» **EXTRACT PROVIDED**
The consumable item identification engine server 202 represents a server or collection of servers configured to execute different web-service computer-executable instructions. The consumable item identification engine server 202 includes a processor 204 to process executable instructions, a transceiver 206 to communicate over the network 104, and a memory 208 embodied with at least the following executable instructions: an image processing module 210, a recommendation generation module 220, and a learning module 222. The memory 208 may include instructions for content identification module 212, a restaurant module 214, a recipe module 216, and a location module 218. While consumable item identification engine server 202 is illustrated as a single box, one skilled in the art will appreciate that the consumable item identification engine server 202 may, in fact, be scalable. For example, the consumable item identification engine server 202 may include multiple servers operating various portions of software that collectively generate image search results on the client devices 100.
The database 224 provides backend storage of Web, user, and environment data that may be accessed over the network 104 by the consumable item identification engine server 202 or the client devices 100 and used by the consumable item identification engine server 202 to generate search results. The Web, user, and environment data stored in the database includes, for example but without limitation, user profiles 226, search context 228 and so on. Additionally, though not shown for the sake of clarity, the servers of the database 224 may include their own processors, transceivers, and memory. Also, networking environment 800 depicts the database 224 as a collection of separate devices from the consumable item identification engine server 202; however, examples may actually store the discussed Web, user, and environment data shown in the database 224 on the consumable item identification engine server 202.
Herein, a “user profile” refers to an electronically stored collection of information related to the user. Such information may include the user's name, age, gender, height, weight, demographics, current location, residency, citizenship, family, friends, schooling, occupation, hobbies, skills, interests, Web searches, health information, birthday, anniversary, celebrated holidays, moods, user's condition, and any other personalized information associated with the user. The user profile includes static profile elements, e.g., name, birthplace, etc., and dynamic profile elements that change over time, e.g., residency, age, condition, etc. The user profile may be built through probing questions to the user or through analyzing the user's behavior on one or more client devices.
Additionally, user profiles 226 may include static and/or dynamic data parameters for individual users. Examples of user profile data include, without limitation, a user's age, gender, race, name, location, interests, Web search history, social media connections and interactions, purchase history, routine behavior, jobs, or virtually any unique data points specific to the user. The user profiles 226 may be expanded to encompass various other aspects of a user's life.
During operation, a user employs client device 100 to perform an image search. In some embodiments, the client device sends a request to a server system (e.g., consumable item identification engine server 202), rather than performing the search itself. For example, a user sees a photograph of a food item on social media. However, the photograph does not have any accompanying information about what it is, where it was from, what ingredients are included, etc. The user is curious and wants to find out more about the food in the photograph and sends the image as a search query to a search service provider (e.g., database such as Microsoft Bing). Various pre-processing techniques may be applied to the image including cropping, de-skewing, normalizing, etc. before an image embedding is created.

» **RECORDED DATA**
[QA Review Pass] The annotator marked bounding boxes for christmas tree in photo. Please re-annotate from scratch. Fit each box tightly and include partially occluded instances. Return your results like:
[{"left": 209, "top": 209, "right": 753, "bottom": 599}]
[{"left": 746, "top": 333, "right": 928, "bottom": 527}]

» **WHAT YOU SHOULD DO**
Reproduce verbatim the portion of the passage on the consumable item identification engine server starting at "Additionally, user profiles" and ending at "a user's life.".

» **TASK ANSWER**
Additionally, user profiles 226 may include static and/or dynamic data parameters for individual users. Examples of user profile data include, without limitation, a user's age, gender, race, name, location, interests, Web search history, social media connections and interactions, purchase history, routine behavior, jobs, or virtually any unique data points specific to the user. The user profiles 226 may be expanded to encompass various other aspects of a user's life.